- What to work on
Copy out everything in the material below, from the line containing "Spot the dog's erect" down to the end of the material, leaving out the pictures.

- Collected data
--------------------
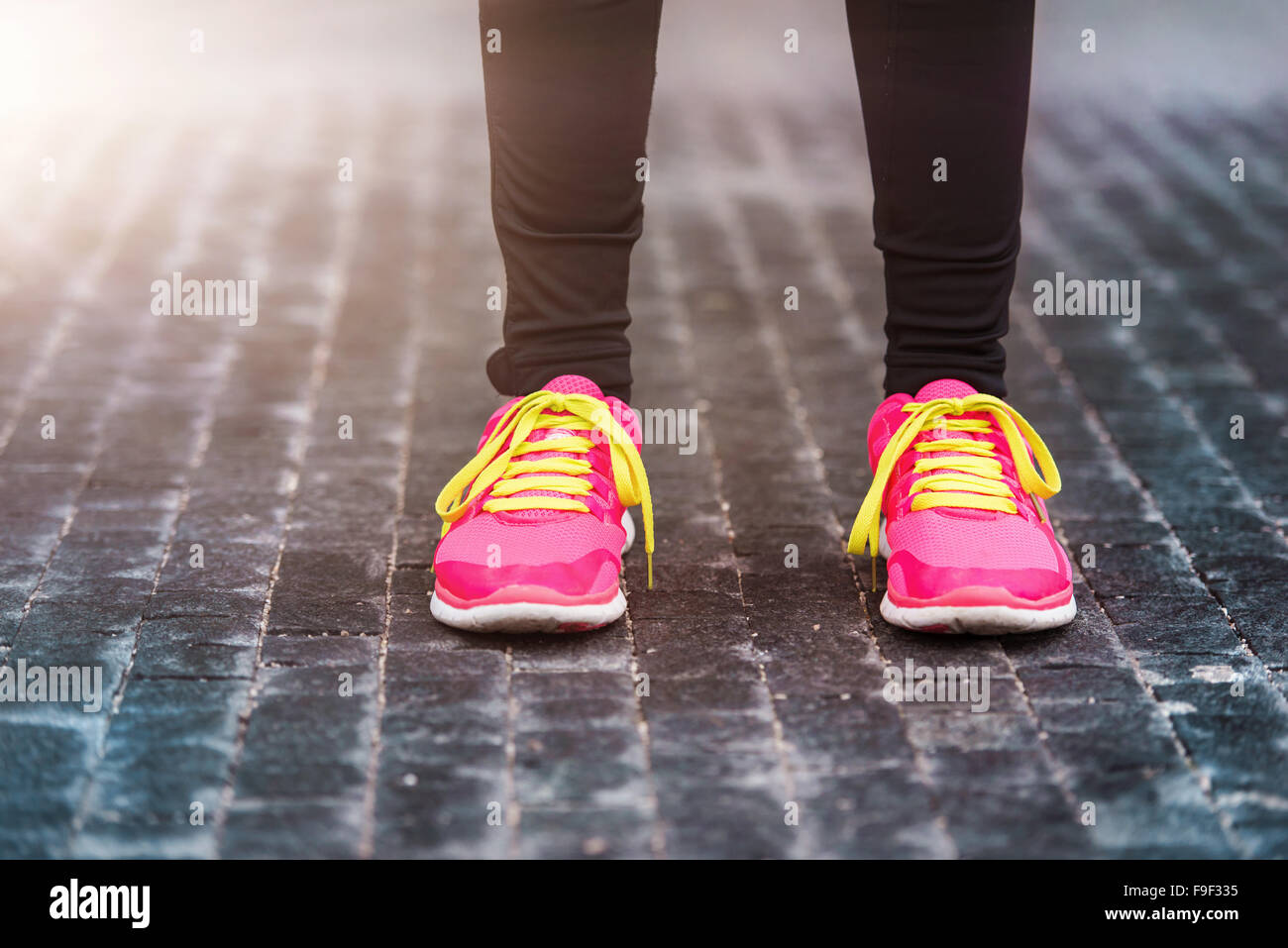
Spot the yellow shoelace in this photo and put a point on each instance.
(496, 469)
(973, 481)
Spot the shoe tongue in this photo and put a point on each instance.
(567, 385)
(954, 388)
(574, 385)
(944, 388)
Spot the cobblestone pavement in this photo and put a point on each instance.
(254, 583)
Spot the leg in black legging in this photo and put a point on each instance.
(943, 78)
(568, 101)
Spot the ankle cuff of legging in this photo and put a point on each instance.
(612, 373)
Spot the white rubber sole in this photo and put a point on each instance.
(536, 617)
(971, 620)
(977, 620)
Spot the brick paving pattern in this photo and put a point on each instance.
(294, 690)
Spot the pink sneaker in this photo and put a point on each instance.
(956, 509)
(536, 524)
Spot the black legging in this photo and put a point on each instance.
(568, 98)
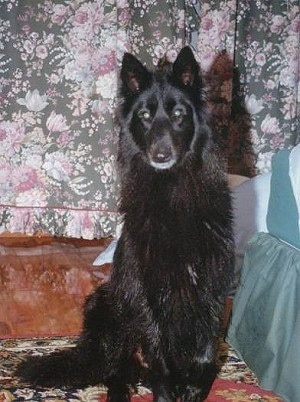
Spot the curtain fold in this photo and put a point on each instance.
(59, 64)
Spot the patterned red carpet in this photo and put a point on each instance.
(235, 383)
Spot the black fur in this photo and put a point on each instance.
(174, 260)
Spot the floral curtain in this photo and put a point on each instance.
(59, 63)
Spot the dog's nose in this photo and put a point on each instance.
(161, 154)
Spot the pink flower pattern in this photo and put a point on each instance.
(58, 81)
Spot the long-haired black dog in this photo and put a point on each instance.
(173, 262)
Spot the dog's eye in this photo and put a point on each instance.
(144, 115)
(177, 113)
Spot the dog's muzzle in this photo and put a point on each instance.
(162, 156)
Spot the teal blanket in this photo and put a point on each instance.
(265, 324)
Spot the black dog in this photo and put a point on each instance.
(173, 263)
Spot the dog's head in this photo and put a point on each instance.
(163, 110)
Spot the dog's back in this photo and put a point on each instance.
(177, 235)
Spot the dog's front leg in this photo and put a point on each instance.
(199, 383)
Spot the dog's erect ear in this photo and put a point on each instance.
(135, 77)
(186, 69)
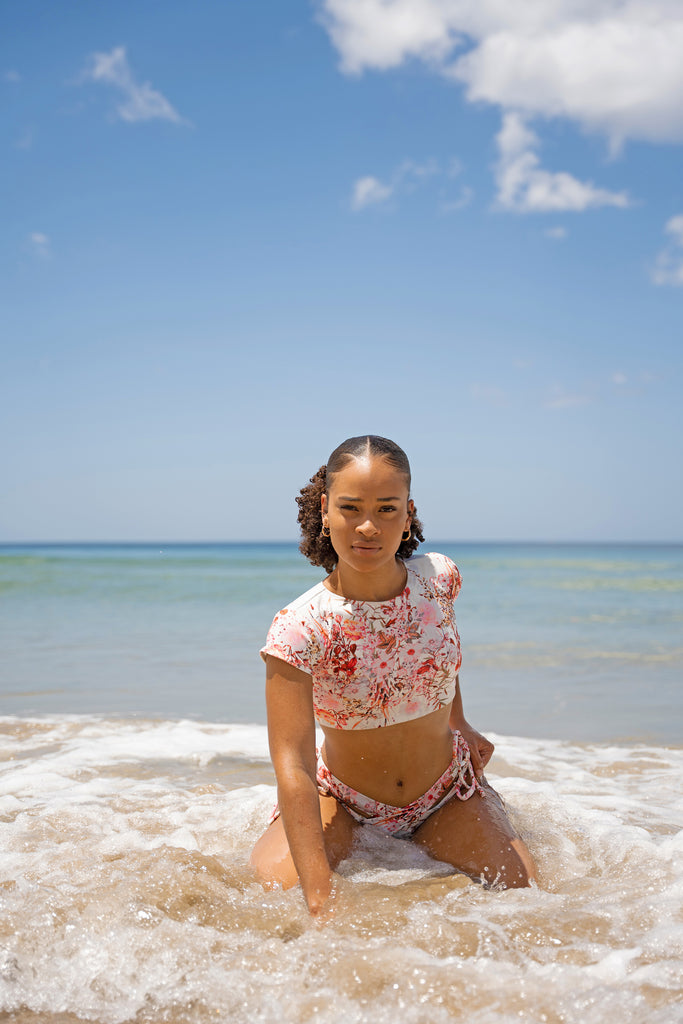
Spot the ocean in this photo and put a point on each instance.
(134, 779)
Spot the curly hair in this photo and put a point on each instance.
(316, 548)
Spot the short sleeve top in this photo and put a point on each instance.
(376, 663)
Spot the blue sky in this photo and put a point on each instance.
(237, 232)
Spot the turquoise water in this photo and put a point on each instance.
(579, 642)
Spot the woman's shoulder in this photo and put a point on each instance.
(310, 599)
(437, 567)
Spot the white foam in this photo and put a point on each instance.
(125, 890)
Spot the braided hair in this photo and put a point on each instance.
(316, 548)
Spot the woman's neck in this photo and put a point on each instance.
(354, 586)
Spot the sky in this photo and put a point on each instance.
(237, 231)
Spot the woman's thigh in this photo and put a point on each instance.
(476, 837)
(271, 858)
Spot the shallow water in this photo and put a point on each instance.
(125, 829)
(125, 893)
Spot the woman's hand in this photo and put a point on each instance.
(480, 748)
(322, 901)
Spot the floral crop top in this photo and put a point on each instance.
(376, 663)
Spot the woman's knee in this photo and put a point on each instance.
(271, 860)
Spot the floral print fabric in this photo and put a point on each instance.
(375, 664)
(401, 822)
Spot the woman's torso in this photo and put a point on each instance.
(383, 678)
(395, 764)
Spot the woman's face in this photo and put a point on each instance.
(368, 510)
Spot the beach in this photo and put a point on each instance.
(134, 779)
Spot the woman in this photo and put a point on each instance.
(373, 653)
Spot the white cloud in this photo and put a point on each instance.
(140, 101)
(454, 205)
(610, 66)
(410, 174)
(669, 266)
(39, 244)
(561, 399)
(370, 192)
(525, 187)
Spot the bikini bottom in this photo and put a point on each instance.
(401, 822)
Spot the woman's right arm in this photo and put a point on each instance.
(292, 739)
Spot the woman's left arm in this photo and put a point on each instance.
(480, 748)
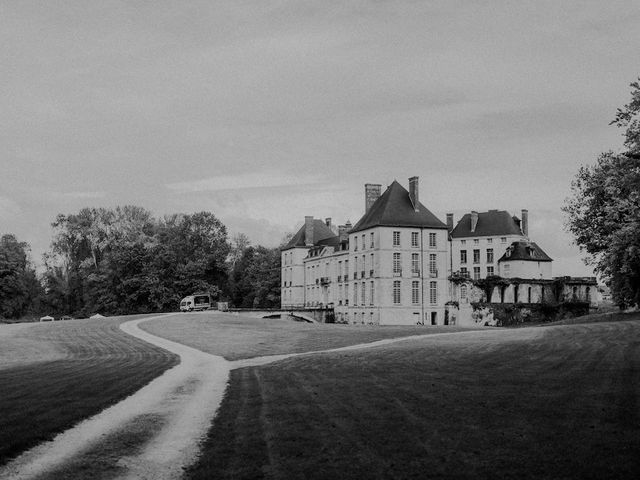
--------------------
- Task output
Spot the dog's erect ear in this photo and put a point on each instance.
(135, 77)
(186, 69)
Spot the ocean in this photo and put a point on each instance.
(134, 779)
Spot the curly hair in this photo and put a point on each instance.
(316, 548)
Spot the short sleeve top in this photo and put a point on each instance.
(376, 663)
Spot the blue sky in this photo and put a point on each instance.
(237, 232)
Spot the turquoise water in this photo and put a point on each instance.
(579, 642)
Spot the woman's shoulder in this photo and put a point on each instance.
(310, 599)
(437, 567)
Spot the white foam in this photo and put a point on each instance.
(125, 890)
Spot the braided hair in this photo and put a point on each instance.
(316, 548)
Spot the woman's neck in this photo and put a point on each instance.
(354, 586)
Spot the sky in this photo and put a point on each instance.
(237, 231)
Spot the woman's thigh in this photo and put a point on each instance.
(476, 837)
(271, 858)
Spot the shallow water in this photo and put a point on each instance.
(125, 829)
(125, 893)
Spot the woman's hand in this photo and put a point on each instance.
(480, 748)
(322, 901)
Spot the floral crop top in this photo and put a point on each instance.
(376, 663)
Spot the woman's knee in this photo and put a point on each instance.
(271, 860)
Spot the floral print fabric in this photo and put a point on each instance.
(375, 664)
(401, 822)
Spot the woman's torso in this photo and put a point on each instance.
(383, 678)
(395, 764)
Spot the woman's face in this photo and put a point on each instance.
(368, 510)
Spot the beach in this photo and put a point on each instance.
(134, 779)
Spot the woman in this photo and put a point on each instance.
(373, 653)
Spot the white cloud in this photo and put a point on each instance.
(140, 101)
(454, 205)
(610, 66)
(410, 174)
(669, 266)
(39, 244)
(561, 399)
(370, 192)
(525, 187)
Spot the bikini bottom in this photo and put a point on each instance.
(401, 822)
Spot the woman's right arm in this photo and put a point on each instance.
(292, 739)
Spot the woman's left arm in this photo and put a point on each instance.
(480, 748)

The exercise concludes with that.